WHAT TO PRODUCE. Pull every line with "trim" from the data.

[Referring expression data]
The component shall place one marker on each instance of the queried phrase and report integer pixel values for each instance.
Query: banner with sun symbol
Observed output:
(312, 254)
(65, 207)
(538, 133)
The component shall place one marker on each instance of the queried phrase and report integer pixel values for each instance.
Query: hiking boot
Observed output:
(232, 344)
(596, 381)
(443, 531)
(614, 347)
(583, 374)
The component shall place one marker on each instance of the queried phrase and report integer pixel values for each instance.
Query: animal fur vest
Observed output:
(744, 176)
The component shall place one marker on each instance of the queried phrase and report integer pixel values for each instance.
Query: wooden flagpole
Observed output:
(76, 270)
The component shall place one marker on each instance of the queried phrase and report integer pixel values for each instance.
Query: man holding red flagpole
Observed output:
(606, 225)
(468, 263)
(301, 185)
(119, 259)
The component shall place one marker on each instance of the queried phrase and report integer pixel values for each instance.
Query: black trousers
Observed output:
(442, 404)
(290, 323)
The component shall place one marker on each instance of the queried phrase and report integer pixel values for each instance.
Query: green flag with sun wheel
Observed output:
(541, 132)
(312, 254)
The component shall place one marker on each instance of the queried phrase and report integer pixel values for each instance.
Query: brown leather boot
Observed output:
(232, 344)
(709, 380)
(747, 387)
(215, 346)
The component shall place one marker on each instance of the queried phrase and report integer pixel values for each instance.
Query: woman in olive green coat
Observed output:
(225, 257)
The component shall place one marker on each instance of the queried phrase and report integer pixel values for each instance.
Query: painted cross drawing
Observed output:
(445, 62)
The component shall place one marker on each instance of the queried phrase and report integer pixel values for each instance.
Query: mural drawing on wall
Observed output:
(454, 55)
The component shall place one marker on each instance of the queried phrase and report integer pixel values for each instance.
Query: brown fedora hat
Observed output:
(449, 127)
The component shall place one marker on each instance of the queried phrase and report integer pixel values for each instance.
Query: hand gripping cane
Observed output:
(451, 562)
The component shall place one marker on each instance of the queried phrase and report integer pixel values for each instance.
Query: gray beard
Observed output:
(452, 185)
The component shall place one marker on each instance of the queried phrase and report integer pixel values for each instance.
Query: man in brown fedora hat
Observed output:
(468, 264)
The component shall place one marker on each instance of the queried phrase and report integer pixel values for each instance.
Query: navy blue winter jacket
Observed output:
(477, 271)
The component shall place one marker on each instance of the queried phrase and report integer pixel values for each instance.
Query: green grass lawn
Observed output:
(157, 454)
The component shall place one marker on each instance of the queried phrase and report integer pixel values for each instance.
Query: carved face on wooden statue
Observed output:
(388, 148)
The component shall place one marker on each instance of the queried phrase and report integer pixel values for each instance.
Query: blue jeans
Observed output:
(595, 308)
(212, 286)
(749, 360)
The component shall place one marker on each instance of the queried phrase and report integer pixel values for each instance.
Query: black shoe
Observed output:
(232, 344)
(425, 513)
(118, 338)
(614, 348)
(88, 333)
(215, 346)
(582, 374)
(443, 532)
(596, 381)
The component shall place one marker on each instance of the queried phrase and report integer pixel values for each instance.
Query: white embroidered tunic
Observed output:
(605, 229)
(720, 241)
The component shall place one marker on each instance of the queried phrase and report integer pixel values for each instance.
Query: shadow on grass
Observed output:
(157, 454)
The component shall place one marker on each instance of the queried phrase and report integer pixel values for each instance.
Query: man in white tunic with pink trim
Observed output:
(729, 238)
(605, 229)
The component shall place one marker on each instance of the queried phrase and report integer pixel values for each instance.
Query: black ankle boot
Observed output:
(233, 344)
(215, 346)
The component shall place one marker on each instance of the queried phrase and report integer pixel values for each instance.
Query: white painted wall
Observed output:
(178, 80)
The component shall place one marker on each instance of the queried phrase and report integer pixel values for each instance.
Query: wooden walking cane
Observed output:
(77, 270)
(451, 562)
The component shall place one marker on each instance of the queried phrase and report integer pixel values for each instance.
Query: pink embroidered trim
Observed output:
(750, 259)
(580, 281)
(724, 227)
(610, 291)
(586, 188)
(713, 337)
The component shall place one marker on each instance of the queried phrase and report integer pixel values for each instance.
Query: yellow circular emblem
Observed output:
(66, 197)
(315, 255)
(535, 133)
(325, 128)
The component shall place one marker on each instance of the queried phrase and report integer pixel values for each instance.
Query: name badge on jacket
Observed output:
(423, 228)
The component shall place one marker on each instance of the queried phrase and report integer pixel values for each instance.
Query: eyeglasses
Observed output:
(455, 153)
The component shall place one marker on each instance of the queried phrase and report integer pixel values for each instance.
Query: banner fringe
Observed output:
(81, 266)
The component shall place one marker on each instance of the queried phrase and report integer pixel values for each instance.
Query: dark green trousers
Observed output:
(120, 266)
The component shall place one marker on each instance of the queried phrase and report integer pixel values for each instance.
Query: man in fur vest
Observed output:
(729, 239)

YOUR RESPONSE.
Query: man in white tunic with pink trim
Query: pink embroidered trim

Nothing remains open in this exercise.